• **O QUE FAZER**:
1 – Responda com base no texto sobre Brasil, Peru e democracia:
(a) Qual é, aproximadamente, o número de pessoas falecidas no Peru?
(b) Quem tomou os três poderes do Estado no Brasil?
(c) De qual partido é o periódico ADELANTE!?
2 – Copie novamente as linhas de dados, com os pedidos, desde a linha que contém "Could you please indicate the jacket collar" até o fim das linhas, diminuindo em 102 cada número das coordenadas dos pontos.

• **TEXTO DE LEITURA**:
'''
Brasil, Peru e a democracia a seco

Imagem: Magoz, extraída de Pinterest

Por Najeeb Amado

ADELANTE! – periódico do Partido Comunista Paraguaio

Não entrarei nos detalhes das situações que vêm se desenvolvendo em ambos os países, apenas lembrando que a solidariedade exige de nós uma maior ação, especialmente diante do terrorismo implantado pelo governo de fato do Peru, onde os feridos são centenas e os número de pessoas falecidas é de cerca de 50.

Quero me referir aos desafios da esquerda neste momento de crise estrutural do modo de produção capitalista, em escala global, com múltiplas expressões de violência e colapsos institucionais, com as patronais tentando várias formas de violar os marcos legais dos Estados onde tais violências e desagregações se expressam.

Com a tomada dos três poderes do Estado pelos bolsonaristas no Brasil, governos, organizações políticas e sociais concordaram em sair em defesa da institucionalidade e da democracia. Esse discurso repercutiu em todo o mundo e foi colocado quase da mesma forma por boa parte da direita e da esquerda.

Quem poderia ser contra a defesa da democracia e de suas instituições? Qualquer posição contrária seria, no mínimo, politicamente incorreta. No entanto, estou plenamente – e talvez politicamente incorreto – convencido de que devemos nos questionar sobre esse tipo de hábito adquirido em torno do uso da palavra democracia, assim a seco.
'''
Linhas de dados:
'''
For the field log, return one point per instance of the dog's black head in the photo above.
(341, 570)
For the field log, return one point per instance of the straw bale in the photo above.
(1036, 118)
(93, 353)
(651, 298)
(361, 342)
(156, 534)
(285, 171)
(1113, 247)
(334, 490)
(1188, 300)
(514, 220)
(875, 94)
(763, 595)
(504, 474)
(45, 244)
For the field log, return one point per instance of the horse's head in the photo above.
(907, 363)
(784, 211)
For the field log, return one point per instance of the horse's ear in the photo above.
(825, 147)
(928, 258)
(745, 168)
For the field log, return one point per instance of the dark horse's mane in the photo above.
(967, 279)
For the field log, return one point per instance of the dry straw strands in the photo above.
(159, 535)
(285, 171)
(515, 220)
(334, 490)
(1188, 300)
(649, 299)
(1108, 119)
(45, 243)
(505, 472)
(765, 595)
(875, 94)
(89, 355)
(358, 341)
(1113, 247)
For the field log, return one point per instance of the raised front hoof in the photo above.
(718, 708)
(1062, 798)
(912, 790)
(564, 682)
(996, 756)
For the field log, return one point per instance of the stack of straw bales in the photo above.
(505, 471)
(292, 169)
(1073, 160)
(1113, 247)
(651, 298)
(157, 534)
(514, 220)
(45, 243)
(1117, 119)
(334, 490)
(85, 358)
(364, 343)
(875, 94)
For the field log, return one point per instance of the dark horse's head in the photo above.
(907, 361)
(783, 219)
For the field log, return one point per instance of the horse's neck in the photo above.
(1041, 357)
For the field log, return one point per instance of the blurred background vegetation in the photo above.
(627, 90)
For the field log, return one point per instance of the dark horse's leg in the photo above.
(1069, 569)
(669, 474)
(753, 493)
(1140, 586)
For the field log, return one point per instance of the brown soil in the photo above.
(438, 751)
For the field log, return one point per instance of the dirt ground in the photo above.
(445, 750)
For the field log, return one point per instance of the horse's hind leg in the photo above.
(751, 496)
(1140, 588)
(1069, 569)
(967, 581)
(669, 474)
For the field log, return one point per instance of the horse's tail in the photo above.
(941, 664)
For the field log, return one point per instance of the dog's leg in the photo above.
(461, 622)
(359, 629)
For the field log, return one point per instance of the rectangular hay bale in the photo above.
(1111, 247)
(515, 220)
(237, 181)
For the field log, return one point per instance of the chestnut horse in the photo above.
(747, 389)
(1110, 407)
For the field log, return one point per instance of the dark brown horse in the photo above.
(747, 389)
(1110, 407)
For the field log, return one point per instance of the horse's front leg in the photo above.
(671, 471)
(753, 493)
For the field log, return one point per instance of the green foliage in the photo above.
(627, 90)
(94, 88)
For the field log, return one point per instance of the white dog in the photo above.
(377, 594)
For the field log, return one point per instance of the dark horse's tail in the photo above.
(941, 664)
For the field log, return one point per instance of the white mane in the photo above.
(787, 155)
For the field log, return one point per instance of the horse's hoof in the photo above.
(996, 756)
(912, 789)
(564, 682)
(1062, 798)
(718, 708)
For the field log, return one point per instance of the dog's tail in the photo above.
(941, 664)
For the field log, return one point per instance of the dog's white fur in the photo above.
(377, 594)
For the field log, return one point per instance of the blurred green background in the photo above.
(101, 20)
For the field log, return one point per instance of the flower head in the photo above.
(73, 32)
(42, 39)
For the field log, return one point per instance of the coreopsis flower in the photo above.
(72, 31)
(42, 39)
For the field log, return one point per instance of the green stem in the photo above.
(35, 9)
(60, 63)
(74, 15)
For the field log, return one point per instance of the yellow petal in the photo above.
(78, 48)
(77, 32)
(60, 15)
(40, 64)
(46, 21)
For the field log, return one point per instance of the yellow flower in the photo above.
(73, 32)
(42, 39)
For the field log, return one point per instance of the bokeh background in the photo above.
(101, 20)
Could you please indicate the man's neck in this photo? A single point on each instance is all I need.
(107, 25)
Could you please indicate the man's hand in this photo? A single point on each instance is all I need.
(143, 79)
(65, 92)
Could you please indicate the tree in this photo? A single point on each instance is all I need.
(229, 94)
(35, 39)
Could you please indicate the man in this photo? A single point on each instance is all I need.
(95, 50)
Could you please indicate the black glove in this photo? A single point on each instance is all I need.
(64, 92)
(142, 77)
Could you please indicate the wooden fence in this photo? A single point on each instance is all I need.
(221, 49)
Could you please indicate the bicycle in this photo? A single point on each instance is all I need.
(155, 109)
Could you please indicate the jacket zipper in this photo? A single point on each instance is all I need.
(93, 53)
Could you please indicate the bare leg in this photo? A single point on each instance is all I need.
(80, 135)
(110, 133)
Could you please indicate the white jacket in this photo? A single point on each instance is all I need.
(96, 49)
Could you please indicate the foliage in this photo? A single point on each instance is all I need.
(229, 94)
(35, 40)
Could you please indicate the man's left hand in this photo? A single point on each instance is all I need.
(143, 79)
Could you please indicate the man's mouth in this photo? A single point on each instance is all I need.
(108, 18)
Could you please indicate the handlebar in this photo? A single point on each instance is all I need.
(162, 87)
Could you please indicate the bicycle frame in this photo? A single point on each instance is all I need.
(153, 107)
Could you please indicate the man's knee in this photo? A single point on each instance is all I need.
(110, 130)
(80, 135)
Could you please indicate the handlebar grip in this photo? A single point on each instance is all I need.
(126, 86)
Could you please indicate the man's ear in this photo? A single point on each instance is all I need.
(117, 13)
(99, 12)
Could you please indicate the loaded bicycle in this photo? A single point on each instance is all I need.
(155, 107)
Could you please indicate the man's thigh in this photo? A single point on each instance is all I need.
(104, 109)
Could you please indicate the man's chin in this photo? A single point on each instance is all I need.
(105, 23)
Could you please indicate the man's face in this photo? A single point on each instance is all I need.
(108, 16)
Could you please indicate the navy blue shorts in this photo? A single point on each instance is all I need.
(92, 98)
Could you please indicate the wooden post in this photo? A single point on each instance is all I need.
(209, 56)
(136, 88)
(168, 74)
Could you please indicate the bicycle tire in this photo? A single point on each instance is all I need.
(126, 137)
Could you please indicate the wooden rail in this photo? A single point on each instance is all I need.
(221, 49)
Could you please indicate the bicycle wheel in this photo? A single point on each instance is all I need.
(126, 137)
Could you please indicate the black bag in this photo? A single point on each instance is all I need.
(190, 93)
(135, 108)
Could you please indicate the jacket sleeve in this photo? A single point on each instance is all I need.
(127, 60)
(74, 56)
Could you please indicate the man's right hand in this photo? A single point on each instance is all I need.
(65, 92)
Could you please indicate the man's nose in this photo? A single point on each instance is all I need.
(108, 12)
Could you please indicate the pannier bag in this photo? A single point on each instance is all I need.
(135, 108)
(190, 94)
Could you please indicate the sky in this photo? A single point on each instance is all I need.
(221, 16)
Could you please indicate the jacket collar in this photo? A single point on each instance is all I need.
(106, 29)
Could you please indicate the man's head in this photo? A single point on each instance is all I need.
'''
• **RESPOSTAS DADAS**:
1 –
(a) Cerca de 50.
(b) Os bolsonaristas.
(c) Do Partido Comunista Paraguaio.

2 –
Could you please indicate the jacket collar in this photo? A single point on each instance is all I need.
(4, -73)
Could you please indicate the man's head in this photo? A single point on each instance is all I need.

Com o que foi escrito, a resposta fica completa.